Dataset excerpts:
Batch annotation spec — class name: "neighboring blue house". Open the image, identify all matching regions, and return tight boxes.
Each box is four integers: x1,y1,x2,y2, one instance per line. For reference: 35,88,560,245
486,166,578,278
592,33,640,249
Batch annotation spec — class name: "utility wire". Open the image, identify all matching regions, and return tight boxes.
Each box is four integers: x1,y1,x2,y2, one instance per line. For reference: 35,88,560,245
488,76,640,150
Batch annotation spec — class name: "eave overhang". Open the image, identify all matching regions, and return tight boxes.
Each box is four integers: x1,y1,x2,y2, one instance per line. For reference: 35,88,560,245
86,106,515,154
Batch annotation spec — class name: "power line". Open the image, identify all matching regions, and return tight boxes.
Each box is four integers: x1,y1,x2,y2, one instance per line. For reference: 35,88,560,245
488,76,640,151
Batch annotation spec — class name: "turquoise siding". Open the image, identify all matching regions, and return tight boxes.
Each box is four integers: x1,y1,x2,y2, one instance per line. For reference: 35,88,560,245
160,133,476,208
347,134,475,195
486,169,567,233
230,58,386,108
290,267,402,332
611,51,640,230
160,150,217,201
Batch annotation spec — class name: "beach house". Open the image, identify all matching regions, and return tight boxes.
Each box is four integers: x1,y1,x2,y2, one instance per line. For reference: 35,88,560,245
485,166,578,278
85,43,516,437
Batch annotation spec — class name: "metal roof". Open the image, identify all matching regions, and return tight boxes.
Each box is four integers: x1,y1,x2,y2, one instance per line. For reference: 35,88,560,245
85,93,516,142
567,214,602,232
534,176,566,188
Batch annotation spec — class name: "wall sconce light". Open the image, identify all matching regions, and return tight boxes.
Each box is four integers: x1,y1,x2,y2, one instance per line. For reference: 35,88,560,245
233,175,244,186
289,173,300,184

→ Problem statement: Each record needs to be duplicated exactly.

→ Answer to this problem:
Batch annotation spec — class name: "neighboring blue house". Open the image, identify all matching regions, and return tight boxes.
Each box is four integers: x1,y1,x2,y2, one instance per line. For reference: 35,88,560,245
486,166,578,278
592,33,640,249
Batch annotation spec — class name: "utility wire". Open the image, identify all matching regions, and return tight boxes.
Each box is four integers: x1,y1,x2,y2, one instance per line. For reference: 35,88,560,245
488,76,640,150
Batch annotation spec — class name: "eave overhang". Open the image, identify all matching regions, and return tight boxes.
Each box is four integers: x1,y1,x2,y2, one instance per line. For reference: 35,88,560,245
86,106,515,154
Batch annotation spec — class name: "power line". Open the image, identify all matching regions, and return tight boxes.
Each box is four integers: x1,y1,x2,y2, one instance per line. For reference: 35,88,560,245
488,76,640,151
Batch annotation spec — class name: "turquoise siding". Open the image, identify all matching regions, and return tight boxes.
Each box is four integers: x1,y1,x2,y2, one instance per line. For reference: 35,88,560,245
160,133,476,208
347,134,475,195
486,169,567,233
230,58,386,108
290,267,402,332
611,51,640,230
160,150,217,201
Batch annotation spec — class name: "beach house". Open the image, identify all matching regions, and return tight boxes.
Each box is four integers: x1,y1,x2,y2, one instance per line. For reference: 35,88,560,245
485,166,578,278
85,43,516,437
Batch annotation spec — class name: "metal roof". Open the image, identify all matching regions, and return tight boxes.
Each box is four integers: x1,y1,x2,y2, one instance per line. For reference: 35,88,560,245
85,93,516,142
567,214,602,232
534,176,566,188
Batch annotation spec — class name: "wall sconce light". Open the image, identify all matching regions, and return tight boxes.
Each box is four integers: x1,y1,x2,y2, one instance per line. For reference: 35,88,560,245
233,175,244,186
289,173,300,184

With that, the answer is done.